WHAT IS NEEDED: Switch "inventory" to "stock" in the lines that begin at the one containing "locate the green" and run through the last line, with nothing else changed. Give only those lines.

Lines from a dataset:
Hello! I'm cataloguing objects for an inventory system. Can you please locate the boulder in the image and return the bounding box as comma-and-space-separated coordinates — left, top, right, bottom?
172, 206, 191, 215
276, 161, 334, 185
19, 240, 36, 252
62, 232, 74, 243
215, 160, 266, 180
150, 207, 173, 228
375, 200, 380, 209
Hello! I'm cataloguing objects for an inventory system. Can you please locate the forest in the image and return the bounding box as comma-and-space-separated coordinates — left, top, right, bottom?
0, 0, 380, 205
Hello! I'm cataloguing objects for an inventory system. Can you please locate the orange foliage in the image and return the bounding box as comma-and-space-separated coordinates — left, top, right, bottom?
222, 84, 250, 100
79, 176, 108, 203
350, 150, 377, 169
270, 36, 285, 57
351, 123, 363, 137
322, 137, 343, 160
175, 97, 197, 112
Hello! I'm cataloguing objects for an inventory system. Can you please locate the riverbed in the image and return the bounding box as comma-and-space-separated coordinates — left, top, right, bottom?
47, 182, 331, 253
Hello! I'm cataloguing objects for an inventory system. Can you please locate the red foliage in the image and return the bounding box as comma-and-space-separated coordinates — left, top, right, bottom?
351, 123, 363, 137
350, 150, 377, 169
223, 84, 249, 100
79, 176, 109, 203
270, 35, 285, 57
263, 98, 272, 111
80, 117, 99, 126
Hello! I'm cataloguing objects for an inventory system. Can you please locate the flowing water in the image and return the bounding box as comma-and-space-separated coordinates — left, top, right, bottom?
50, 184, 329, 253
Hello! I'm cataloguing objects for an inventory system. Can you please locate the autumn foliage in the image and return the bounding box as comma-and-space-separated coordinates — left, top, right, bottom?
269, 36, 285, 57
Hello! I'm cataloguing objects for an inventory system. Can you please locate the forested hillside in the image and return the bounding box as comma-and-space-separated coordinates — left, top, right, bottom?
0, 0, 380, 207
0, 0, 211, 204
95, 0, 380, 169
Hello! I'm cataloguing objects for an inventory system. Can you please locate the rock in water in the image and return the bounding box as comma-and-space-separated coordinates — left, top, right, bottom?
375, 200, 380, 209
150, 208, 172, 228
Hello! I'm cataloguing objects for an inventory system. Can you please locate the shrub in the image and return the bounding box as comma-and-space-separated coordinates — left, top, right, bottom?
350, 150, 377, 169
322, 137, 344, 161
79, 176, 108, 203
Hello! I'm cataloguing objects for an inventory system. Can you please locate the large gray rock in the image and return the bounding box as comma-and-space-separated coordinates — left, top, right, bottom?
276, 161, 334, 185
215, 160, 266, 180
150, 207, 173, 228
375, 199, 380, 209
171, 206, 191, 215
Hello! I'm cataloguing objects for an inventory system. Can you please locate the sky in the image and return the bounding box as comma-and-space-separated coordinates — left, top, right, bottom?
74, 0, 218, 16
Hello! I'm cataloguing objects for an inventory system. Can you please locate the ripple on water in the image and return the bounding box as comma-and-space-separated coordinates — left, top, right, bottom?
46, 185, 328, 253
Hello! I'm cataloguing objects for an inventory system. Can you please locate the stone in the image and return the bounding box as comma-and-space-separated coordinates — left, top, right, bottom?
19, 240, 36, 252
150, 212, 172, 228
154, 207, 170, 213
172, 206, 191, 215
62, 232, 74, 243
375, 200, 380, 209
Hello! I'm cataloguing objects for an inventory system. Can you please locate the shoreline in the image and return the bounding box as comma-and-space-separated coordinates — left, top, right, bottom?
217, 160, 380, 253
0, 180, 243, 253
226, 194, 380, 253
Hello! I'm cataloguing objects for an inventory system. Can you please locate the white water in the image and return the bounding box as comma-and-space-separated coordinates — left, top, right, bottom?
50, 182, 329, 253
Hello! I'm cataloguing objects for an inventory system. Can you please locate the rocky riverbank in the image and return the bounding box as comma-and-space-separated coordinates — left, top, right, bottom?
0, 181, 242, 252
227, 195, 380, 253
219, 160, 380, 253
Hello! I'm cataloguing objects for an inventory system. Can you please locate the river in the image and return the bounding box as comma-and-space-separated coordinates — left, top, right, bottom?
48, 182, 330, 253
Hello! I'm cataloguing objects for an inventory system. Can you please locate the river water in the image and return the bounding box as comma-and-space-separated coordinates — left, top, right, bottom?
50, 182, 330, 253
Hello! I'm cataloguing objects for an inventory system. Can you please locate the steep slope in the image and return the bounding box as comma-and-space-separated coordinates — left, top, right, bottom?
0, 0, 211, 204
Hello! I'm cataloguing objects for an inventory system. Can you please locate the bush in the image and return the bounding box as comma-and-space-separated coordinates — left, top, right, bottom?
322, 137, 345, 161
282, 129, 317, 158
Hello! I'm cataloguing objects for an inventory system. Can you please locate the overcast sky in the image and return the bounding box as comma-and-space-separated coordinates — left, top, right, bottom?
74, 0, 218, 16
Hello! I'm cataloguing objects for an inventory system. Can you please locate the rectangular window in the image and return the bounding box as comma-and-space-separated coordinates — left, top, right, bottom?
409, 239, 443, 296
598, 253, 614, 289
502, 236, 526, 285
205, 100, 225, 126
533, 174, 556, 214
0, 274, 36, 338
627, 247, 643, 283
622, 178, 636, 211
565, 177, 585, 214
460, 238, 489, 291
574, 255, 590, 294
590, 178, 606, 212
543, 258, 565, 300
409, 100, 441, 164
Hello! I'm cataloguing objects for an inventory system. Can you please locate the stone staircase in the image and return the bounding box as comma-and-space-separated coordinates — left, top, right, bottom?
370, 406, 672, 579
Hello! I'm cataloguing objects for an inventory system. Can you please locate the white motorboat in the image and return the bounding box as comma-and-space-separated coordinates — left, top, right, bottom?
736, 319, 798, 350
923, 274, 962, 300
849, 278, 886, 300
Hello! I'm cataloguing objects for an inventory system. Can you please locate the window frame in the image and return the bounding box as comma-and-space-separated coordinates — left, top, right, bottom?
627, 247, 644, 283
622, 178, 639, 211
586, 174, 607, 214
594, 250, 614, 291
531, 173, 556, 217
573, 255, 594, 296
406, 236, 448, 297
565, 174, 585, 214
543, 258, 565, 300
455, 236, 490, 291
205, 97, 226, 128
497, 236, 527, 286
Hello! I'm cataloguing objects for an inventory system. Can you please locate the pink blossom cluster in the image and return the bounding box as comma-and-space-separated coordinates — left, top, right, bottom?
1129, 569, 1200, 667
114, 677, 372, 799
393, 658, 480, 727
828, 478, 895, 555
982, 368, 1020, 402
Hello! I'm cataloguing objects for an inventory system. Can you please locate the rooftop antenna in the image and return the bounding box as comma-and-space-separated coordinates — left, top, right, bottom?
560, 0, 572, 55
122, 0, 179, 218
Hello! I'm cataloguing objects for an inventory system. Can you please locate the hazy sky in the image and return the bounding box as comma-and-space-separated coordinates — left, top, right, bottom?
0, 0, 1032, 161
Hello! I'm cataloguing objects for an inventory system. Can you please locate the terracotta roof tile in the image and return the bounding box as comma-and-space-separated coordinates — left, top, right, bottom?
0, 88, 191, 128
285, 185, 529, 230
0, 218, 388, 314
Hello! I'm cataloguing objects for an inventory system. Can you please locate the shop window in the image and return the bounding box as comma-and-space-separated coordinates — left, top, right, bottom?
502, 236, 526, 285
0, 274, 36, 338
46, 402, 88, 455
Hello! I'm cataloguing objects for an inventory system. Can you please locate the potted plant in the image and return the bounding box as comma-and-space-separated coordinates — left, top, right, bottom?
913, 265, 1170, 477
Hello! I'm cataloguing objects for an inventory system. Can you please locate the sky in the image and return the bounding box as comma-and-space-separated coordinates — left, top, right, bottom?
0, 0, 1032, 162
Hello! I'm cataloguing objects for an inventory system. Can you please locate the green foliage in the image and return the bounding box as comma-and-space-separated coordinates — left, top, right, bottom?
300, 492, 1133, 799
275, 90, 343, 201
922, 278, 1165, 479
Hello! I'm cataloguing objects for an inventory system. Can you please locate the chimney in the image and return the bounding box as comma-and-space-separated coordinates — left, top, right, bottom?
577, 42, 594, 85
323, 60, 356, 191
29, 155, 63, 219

REPLY TO THE TASK:
Hello! I'm cataloguing objects for an stock system. Can you please locate the green foliage in the image and return the bounding box as comma-and-space-separated coordinates — left, top, right, bottom?
300, 492, 1133, 799
275, 90, 343, 201
922, 278, 1165, 479
Hello! I'm cataloguing objects for an stock system. Can you please locate the chimney in the image and return the bounding box as comma-and-space-separated coordinates — left, top, right, bottom?
577, 42, 594, 85
323, 60, 356, 191
29, 155, 63, 219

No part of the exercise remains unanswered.